What is needed »
Gather each line of the entries below that contains the word "wooden", copying it in full.

Data supplied »

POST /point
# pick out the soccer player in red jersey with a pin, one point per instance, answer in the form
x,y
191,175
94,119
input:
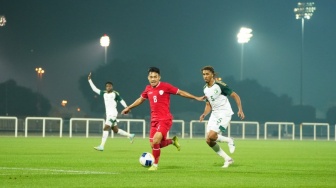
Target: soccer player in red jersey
x,y
158,93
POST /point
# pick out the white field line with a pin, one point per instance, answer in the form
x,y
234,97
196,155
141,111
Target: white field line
x,y
54,171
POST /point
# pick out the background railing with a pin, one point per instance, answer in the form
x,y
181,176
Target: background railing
x,y
88,127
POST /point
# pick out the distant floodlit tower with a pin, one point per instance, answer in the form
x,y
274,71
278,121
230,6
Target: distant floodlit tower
x,y
2,20
39,72
303,11
105,42
243,36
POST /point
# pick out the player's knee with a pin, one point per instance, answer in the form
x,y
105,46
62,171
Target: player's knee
x,y
106,128
115,129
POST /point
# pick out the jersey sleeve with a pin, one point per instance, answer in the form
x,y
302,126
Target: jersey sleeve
x,y
117,98
144,93
171,89
226,90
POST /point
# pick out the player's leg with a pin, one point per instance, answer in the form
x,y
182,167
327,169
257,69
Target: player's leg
x,y
224,123
161,129
212,136
166,142
122,132
155,146
104,137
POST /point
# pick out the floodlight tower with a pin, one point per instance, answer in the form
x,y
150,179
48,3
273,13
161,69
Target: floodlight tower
x,y
105,42
243,36
303,11
2,21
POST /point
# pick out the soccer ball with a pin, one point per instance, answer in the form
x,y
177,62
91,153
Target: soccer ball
x,y
146,159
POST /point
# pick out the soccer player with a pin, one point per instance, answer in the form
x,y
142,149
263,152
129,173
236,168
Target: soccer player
x,y
111,98
158,94
216,93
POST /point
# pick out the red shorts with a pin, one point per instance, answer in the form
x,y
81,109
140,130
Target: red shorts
x,y
160,126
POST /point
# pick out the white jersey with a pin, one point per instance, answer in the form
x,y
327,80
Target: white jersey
x,y
110,99
216,95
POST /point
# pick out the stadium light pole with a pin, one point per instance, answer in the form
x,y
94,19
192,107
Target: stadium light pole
x,y
2,21
105,42
303,11
40,73
243,36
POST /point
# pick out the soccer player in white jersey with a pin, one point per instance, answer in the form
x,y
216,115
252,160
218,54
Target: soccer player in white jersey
x,y
218,104
111,98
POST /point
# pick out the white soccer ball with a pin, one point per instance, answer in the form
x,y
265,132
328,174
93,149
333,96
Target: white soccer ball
x,y
146,159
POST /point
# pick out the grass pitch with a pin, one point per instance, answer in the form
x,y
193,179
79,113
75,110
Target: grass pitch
x,y
72,162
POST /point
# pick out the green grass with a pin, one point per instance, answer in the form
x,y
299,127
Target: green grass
x,y
72,162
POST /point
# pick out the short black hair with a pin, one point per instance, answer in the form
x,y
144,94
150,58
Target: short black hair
x,y
108,83
209,68
154,69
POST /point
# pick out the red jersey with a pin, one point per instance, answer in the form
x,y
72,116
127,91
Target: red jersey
x,y
159,100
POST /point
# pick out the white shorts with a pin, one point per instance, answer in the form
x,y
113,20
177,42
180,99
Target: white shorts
x,y
218,122
111,120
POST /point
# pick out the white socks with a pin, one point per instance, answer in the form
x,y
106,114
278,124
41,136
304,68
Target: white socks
x,y
105,135
223,139
220,152
123,133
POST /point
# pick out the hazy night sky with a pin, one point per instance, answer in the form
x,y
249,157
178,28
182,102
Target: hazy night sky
x,y
63,36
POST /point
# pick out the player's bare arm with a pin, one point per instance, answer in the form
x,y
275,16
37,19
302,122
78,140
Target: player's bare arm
x,y
136,103
236,97
188,95
207,110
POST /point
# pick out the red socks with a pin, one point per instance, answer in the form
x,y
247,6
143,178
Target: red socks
x,y
165,143
156,153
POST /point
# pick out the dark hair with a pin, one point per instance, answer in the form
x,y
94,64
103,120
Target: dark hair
x,y
209,68
154,69
108,83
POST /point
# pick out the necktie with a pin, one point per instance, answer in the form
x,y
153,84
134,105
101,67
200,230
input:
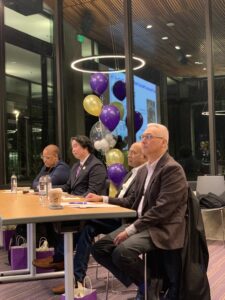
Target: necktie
x,y
78,170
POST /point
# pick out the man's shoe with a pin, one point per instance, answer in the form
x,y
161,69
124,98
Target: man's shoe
x,y
48,263
139,296
59,289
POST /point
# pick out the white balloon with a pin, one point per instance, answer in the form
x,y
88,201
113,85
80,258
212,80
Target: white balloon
x,y
97,145
105,145
112,143
109,137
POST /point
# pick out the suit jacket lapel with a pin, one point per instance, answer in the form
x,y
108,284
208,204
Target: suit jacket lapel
x,y
160,164
79,177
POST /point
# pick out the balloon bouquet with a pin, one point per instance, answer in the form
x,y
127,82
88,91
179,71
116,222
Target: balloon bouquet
x,y
103,133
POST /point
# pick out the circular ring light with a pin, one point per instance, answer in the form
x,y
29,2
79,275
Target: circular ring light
x,y
89,58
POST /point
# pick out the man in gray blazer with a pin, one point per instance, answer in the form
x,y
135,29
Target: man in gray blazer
x,y
160,199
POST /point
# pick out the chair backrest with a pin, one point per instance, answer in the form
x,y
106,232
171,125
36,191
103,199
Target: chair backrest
x,y
210,184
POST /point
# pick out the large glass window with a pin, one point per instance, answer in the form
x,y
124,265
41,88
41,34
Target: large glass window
x,y
30,106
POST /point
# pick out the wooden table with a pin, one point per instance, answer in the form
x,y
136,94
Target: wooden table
x,y
26,209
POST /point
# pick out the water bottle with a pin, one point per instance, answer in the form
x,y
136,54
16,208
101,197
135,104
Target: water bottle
x,y
48,183
42,186
45,184
13,183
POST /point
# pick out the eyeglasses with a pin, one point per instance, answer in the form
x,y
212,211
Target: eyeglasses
x,y
45,157
149,136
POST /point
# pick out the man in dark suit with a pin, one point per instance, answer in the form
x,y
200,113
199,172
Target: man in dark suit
x,y
86,176
53,166
89,174
160,199
84,239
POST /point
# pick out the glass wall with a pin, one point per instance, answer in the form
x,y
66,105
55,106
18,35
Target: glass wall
x,y
30,107
218,24
171,88
166,36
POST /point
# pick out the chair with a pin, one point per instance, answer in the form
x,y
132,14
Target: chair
x,y
164,268
213,218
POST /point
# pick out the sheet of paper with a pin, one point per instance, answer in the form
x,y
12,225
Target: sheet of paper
x,y
86,204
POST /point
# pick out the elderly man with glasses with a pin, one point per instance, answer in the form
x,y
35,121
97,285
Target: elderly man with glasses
x,y
160,199
53,166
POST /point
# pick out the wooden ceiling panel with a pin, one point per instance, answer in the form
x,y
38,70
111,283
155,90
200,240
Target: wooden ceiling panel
x,y
188,32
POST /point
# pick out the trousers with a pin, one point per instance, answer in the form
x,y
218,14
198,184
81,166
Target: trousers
x,y
124,260
83,241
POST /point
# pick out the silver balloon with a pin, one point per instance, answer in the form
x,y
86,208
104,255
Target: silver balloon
x,y
102,138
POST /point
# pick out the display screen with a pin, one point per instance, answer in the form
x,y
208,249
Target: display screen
x,y
145,101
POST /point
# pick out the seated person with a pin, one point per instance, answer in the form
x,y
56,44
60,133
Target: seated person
x,y
160,198
57,169
59,172
92,228
88,175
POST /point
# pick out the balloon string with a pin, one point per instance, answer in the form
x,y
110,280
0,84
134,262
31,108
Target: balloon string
x,y
113,46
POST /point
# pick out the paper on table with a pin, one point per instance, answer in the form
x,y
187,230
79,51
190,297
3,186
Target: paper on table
x,y
87,204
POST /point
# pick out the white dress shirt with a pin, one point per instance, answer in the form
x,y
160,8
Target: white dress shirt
x,y
151,167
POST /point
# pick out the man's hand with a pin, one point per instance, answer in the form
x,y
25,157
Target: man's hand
x,y
94,198
122,236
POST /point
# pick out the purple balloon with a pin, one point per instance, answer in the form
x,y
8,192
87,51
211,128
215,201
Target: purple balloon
x,y
116,173
119,90
110,116
138,121
98,83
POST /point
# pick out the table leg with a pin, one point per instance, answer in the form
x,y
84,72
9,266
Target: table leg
x,y
31,247
68,259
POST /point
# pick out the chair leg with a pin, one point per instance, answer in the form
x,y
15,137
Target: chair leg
x,y
152,291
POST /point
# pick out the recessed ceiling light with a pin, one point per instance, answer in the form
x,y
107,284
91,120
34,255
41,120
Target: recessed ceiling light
x,y
170,24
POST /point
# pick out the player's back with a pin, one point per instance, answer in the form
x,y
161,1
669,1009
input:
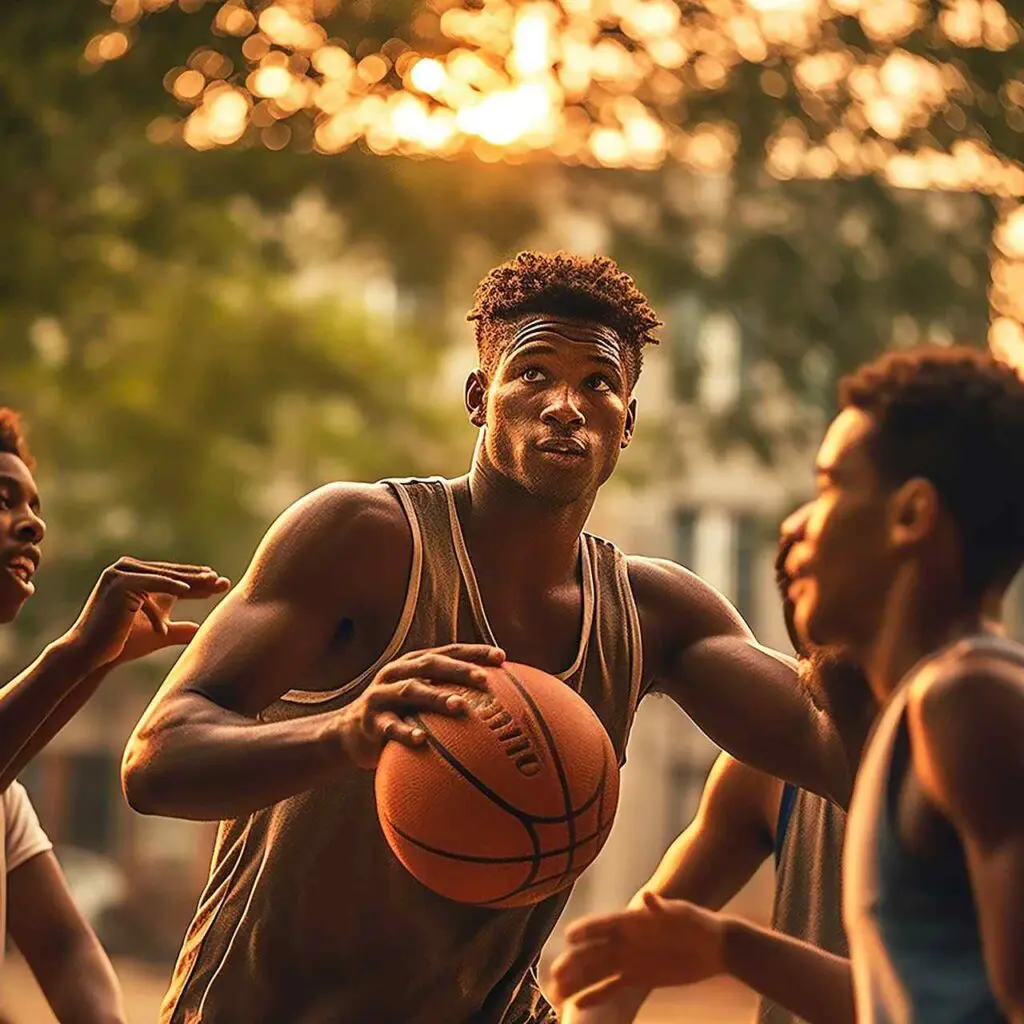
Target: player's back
x,y
911,918
308,918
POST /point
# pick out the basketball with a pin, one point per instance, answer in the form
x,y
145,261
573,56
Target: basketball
x,y
507,804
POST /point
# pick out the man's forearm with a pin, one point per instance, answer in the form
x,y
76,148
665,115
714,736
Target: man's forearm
x,y
84,988
807,981
37,704
201,762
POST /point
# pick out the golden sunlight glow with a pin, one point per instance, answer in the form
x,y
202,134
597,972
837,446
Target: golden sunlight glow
x,y
600,82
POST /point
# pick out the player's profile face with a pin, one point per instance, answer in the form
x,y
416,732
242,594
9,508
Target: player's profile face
x,y
22,530
842,563
558,409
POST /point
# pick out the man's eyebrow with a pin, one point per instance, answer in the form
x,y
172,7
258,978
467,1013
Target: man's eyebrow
x,y
12,481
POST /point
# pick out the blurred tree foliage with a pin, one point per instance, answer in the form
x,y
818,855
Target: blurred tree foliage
x,y
189,352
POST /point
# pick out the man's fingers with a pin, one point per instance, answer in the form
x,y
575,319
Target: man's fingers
x,y
437,669
479,653
155,615
140,583
601,992
417,695
590,930
128,563
389,726
151,583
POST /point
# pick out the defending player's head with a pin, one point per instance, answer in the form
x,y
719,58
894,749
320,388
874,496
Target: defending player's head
x,y
832,676
560,341
20,526
921,489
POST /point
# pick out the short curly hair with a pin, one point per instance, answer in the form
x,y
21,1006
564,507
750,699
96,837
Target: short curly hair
x,y
563,285
12,438
955,417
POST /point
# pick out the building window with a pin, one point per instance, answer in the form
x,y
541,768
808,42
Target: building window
x,y
748,541
685,783
683,320
91,788
685,539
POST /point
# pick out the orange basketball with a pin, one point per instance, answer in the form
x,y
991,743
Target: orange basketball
x,y
507,804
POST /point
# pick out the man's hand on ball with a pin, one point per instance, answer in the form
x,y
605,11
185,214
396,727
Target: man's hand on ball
x,y
419,681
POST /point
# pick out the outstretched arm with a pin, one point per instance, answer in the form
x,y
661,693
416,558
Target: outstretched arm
x,y
340,556
744,696
126,616
670,942
966,733
712,860
725,844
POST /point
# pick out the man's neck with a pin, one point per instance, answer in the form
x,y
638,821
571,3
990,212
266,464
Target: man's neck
x,y
918,620
513,535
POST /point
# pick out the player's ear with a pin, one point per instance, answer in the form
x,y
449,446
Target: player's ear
x,y
913,512
631,422
476,397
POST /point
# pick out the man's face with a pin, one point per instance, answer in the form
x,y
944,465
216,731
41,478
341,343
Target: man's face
x,y
556,408
22,531
843,563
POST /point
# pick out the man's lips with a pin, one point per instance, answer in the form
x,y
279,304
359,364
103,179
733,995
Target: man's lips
x,y
562,445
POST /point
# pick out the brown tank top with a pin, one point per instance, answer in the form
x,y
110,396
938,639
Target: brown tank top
x,y
808,900
308,919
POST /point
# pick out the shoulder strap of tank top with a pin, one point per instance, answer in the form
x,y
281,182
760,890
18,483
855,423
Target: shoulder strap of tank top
x,y
785,806
994,643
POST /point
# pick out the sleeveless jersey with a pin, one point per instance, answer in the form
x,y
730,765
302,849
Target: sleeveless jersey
x,y
912,922
308,918
808,901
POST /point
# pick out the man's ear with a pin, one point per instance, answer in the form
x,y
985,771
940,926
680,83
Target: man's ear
x,y
913,512
476,397
631,422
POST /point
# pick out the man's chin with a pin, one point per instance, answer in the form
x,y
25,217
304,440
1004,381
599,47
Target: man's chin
x,y
10,606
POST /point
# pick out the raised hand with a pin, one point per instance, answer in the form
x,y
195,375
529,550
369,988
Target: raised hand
x,y
127,615
421,680
660,943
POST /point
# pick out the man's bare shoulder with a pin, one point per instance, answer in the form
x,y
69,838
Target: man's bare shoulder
x,y
672,598
339,529
966,718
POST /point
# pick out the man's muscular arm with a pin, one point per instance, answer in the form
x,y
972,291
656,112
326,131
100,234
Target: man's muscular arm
x,y
201,751
744,696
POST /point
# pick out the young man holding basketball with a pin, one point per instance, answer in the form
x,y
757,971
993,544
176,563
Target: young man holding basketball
x,y
126,617
905,557
363,601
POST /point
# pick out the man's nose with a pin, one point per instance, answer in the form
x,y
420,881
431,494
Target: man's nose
x,y
563,409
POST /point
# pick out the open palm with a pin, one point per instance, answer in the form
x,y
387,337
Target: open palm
x,y
660,943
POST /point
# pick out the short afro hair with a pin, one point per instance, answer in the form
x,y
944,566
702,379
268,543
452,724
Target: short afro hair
x,y
955,417
11,437
562,285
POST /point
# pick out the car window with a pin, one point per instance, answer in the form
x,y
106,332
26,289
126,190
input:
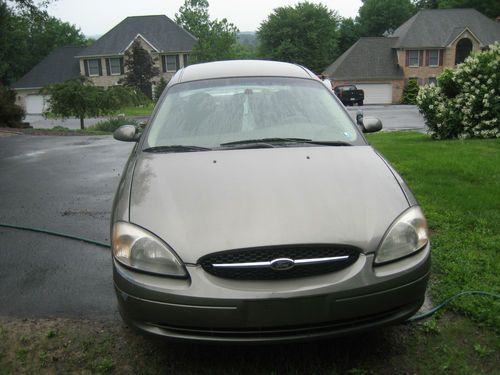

Task response »
# pick out the wooden table with a pin, one point per instance, answer in the form
Target: wooden table
# pick out the wooden ceiling panel with a pin, one point per instance, answer in the form
Target: wooden ceiling panel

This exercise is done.